# [PAGE TEXT]
((

I would be interested to see if there is actually a sound
*technical* reason why the "allocated-size" information cannot be
made available through the C interface, such as that there could
be implementations on which this information is *not* available.


I think trying to debug a program that uses the "allocated-size"
information incorrectly would be a problem, especially if it
malfunctions only on systems where "what-you-requested-is-what-you-get"
but the system you're testing on doesn't do that.

Note that there are systems where you cannot (at least not cheaply)
validate a pointer that supposedly came from malloc(), and you
cannot find the beginning of a block given a pointer into it. And
you can't find the size of a buffer not allocated by malloc on
almost every system.

Gordon L. Burditt
May 14 '06 #45
Joe Wright <jo********@com cast.net> writes:
[...]
A couple of years ago I created just such a system. It involves
spoofing such that *alloc and free call a wrapper which saves the
requested size and the returned pointer in a node in a linked list. I
implemented a new function, 'size_t size(void *);' which trips through
the list, finds the pointer and returns the size. The free() function
is also wrapped such that if the pointer is not found, it is a NOP
such that attempts to 'free' wild or indeterminate pointers are
blocked.


Sounds interesting. It would have been even more interesting if your
free() wrapper had indicated an error if the pointer is not found.
This could be used to discover bugs rather than just masking them.
(If your program free()s an invalid pointer, ignoring the problem
isn't likely to fix the underlying problem.)

--
Keith Thompson (The_Other_Keit h) ks***@mib.org <http://www.ghoti.net/~kst>
San Diego Supercomputer Center <*> <http://users.sdsc.edu/~kst>
We must do something. This is something. Therefore, we must do this.
May 14 '06 #46
Keith Thompson wrote:
Joe Wright <jo********@com cast.net> writes:
[...]
A couple of years ago I created just such a system. It involves
spoofing such that *alloc and free call a wrapper which saves the
requested size and the returned pointer in a node in a linked list. I
implemented a new function, 'size_t size(void *);' which trips through
the list, finds the pointer and returns the size. The free() function
is also wrapped such that if the pointer is not found, it is a NOP
such that attempts to 'free' wild or indeterminate pointers are
blocked.


Sounds interesting. It would have been even more interesting if your
free() wrapper had indicated an error if the pointer is not found.

))

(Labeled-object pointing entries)
((

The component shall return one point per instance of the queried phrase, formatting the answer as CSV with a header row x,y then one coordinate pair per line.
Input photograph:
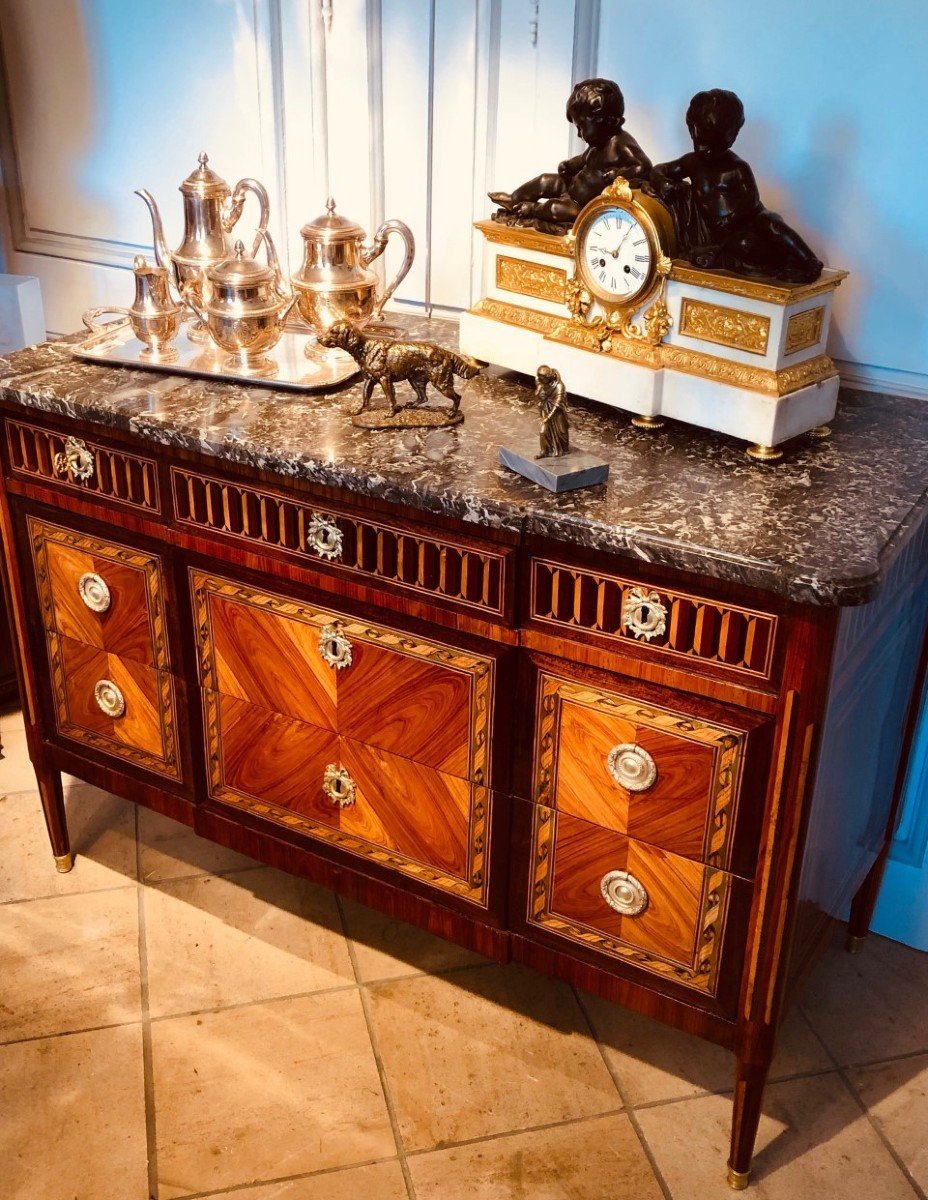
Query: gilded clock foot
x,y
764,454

))

# [PROBLEMS TO WORK ON]
1) Reproduce the labeled-object pointing entries above verbatim, leaving out the pictures.
2) Proceed with the discussion thread about exposing malloc's allocated-size information, starting right after its final sentence.

# [ANSWERS BY TASK]
1)
The component shall return one point per instance of the queried phrase, formatting the answer as CSV with a header row x,y then one coordinate pair per line.
Input photograph:
Query: gilded clock foot
x,y
764,454

2)
This could be used to discover bugs rather than just masking them.
(If your program free()s an invalid pointer, ignoring the problem
isn't likely to fix the underlying problem.)

I did think about that but I am not trying to 'fix' the problem, but
rather to make it go away. You can pass any pointer you like to my
free() and if the pointer is valid, the memory is freed. If it is not,
nothing happens.

--
Joe Wright
"Everything should be made as simple as possible, but not simpler."
--- Albert Einstein ---
May 14 '06 #47
In article <ln************ @nuthaus.mib.or g>,
Keith Thompson <ks***@mib.or g> wrote:
Robert Latest <bo*******@yaho o.com> writes:
On 2006-05-11, Howard Hinnant <ho************ @gmail.com> wrote:
The proposal is an expanded interface giving the programmer more
information about the runtime state of his program at little or no cost.
The information does not need to be generated, it already exists.


Correct. The information, to remind myself and the thread in
general, is the usable size of the memory block *really* obtained
in a malloc() call.


You're assuming the information is there. I can imagine that it might
be either nonexistent or meaningless in some implementations . (I
don't know enough about actual implementations to know how common this
is.)


I know. I've written commercial malloc systems for both desktop and
embedded (even bareboard) systems. If you're going to implement the C
realloc interface, you have to know the size of a pointer passed to you.
Furthermore, in such systems if the concept of adjacent blocks exists,
you can answer what the size of those blocks are, and whether or not
they are allocated. If the concept of adjacent blocks does not exist in
the allocator, then the answer to the question: Is there free memory
adjacent to this block of memory? Is: No.

It is pretty simple and cheap to answer these questions. It is
expensive not to be able to ask these questions.

-Howard
May 14 '06 #48
Robert Latest <bo*******@yaho o.com> wrote:
On 2006-05-11, Ion Gaztañaga <ig********@gma il.com> wrote:
Specially for C, since it's a language concerned with
speed and resource usage.


No it isn't: (n869.txt is a late draft of C99)

$ for f in {speed,efficien cy,performance, resource}; do grep $f n869.txt; done
exceptions. The programmer can achieve the efficiency of


....by using "dedicated (and probably platform-specific) libraries"?
[checking...] No.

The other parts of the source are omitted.